_Short problem_.
Quote all entries in full, exactly.

----

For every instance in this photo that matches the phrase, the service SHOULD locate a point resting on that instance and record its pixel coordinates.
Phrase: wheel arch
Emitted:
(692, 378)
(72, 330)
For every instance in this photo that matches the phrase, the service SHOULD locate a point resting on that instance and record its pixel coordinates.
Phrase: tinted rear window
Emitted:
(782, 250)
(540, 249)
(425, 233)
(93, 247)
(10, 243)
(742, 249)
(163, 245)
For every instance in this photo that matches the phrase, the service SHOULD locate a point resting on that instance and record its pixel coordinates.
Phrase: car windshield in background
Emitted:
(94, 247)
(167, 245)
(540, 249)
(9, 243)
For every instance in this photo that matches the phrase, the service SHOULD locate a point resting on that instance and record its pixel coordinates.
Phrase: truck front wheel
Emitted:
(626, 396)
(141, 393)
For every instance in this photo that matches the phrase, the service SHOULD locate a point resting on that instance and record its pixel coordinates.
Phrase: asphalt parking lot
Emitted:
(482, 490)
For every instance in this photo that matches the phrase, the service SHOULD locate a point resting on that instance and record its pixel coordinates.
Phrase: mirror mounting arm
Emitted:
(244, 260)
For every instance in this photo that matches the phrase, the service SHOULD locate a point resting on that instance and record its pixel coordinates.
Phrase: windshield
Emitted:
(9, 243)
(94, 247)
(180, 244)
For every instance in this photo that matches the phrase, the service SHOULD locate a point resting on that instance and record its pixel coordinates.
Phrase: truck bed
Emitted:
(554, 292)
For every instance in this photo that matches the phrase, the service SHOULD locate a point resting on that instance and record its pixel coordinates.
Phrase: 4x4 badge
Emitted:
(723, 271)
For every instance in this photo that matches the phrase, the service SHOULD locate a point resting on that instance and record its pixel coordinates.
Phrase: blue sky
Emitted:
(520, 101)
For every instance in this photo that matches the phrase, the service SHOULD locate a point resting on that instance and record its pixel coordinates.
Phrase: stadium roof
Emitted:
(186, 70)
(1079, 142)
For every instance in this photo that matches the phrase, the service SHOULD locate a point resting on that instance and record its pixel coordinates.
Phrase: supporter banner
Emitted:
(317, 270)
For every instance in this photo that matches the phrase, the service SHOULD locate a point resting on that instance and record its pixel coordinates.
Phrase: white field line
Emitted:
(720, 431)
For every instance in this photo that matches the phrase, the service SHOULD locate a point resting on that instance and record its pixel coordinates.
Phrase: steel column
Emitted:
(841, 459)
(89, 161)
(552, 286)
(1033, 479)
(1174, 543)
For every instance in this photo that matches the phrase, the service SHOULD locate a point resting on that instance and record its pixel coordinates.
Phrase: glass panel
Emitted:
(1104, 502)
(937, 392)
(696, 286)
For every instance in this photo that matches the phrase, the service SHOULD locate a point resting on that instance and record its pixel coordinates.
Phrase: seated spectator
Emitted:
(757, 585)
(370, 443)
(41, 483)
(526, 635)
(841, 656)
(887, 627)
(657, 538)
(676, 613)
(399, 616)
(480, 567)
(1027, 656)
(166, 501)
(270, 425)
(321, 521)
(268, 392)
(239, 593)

----

_Written answer_.
For every instance in this photo that matches the phrase, the service SHOULD locate a point resting on that instance and record its pixel coordinates.
Phrase: wheel arch
Emitted:
(692, 378)
(72, 330)
For every instance in this photo that matches the phrase, the service SHOULD locate a point resting on that instance and record its pixel coordinates.
Phrase: tinted rear window
Emitted:
(782, 250)
(540, 249)
(425, 233)
(93, 247)
(10, 243)
(742, 249)
(163, 245)
For every instance in this photo that matches the phrase, the service SHOULD locate a point resting on that instance and record its pixel coordinates.
Phrase: car windshield in background
Emitted:
(94, 247)
(167, 245)
(540, 249)
(9, 243)
For every instance in this photo that matches the phrase, the service SHOULD locate a point resting on that instance and record its pixel coordinates.
Phrase: truck front wheel
Emitted:
(626, 396)
(141, 393)
For every instance in this photo that matches the phrase, the service SHOULD locate a point resting on that instance and record its pixel coordinates.
Phrase: asphalt parking lot
Emitted:
(482, 490)
For every instance in this photo that matches the phrase, the service SHOULD locate a point resting on that instance and record its pixel coordinates.
Phrase: mirror mounting arm
Emitted:
(244, 260)
For every instance in this photo that matches the phrase, the service SHOULD locate a point resting on that instance and record its pixel coordinates.
Phrase: windshield
Emitted:
(9, 243)
(94, 247)
(180, 244)
For every instance in this photo that matches the phrase, the service SHOULD locate a point resting on that instance and record its pixel coordinates.
Phrase: truck bed
Emitted:
(554, 292)
For every instance in this photo that matches the phrase, the service SHOULD locate a point resting on that instance and record its pixel coordinates.
Phrase: 4x4 badge
Emitted:
(723, 271)
For every instance in this photo that matches the phrase, the service SHOULD locate a point resting on that instance and record its pixel coordinates.
Phrase: blue sky
Emitted:
(520, 101)
For every instance in this photo that matches the phrase, the service SHOULD locate a point resting on that instance and record its pixel coordinates.
Phrase: stadium roof
Emitted:
(186, 70)
(1079, 142)
For every instance in this photo that matches the phrase, the service SHOULD locate a point resting on that instance and record its pixel coordinates.
Phrase: supporter banner
Emitted:
(317, 270)
For every instance in this photo that matches the phrase, the service SHOULD locate a point resting on that instance and record its pixel coordinates.
Phrase: white field line
Emitted:
(720, 431)
For every instance in this photo that matches the phrase, the service SHOULD locate a point resting on that instance and record its pixel coordinates.
Phrase: steel column
Emitted:
(841, 459)
(89, 161)
(552, 286)
(1033, 479)
(1174, 543)
For every instance in this photo that matches the phrase, the service SHOULD locate a point resting on that instance and record its pixel coordinates.
Phrase: glass panel
Emitted:
(1104, 502)
(937, 392)
(696, 286)
For every instance in this photo that matches the phrase, the service SHOULD locate a point resting on that instance and record its pixel coordinates.
Phrase: seated spectator
Emitted:
(757, 585)
(370, 443)
(41, 483)
(526, 635)
(841, 656)
(887, 627)
(657, 538)
(676, 613)
(399, 616)
(480, 567)
(1027, 656)
(166, 501)
(270, 425)
(321, 521)
(268, 392)
(239, 593)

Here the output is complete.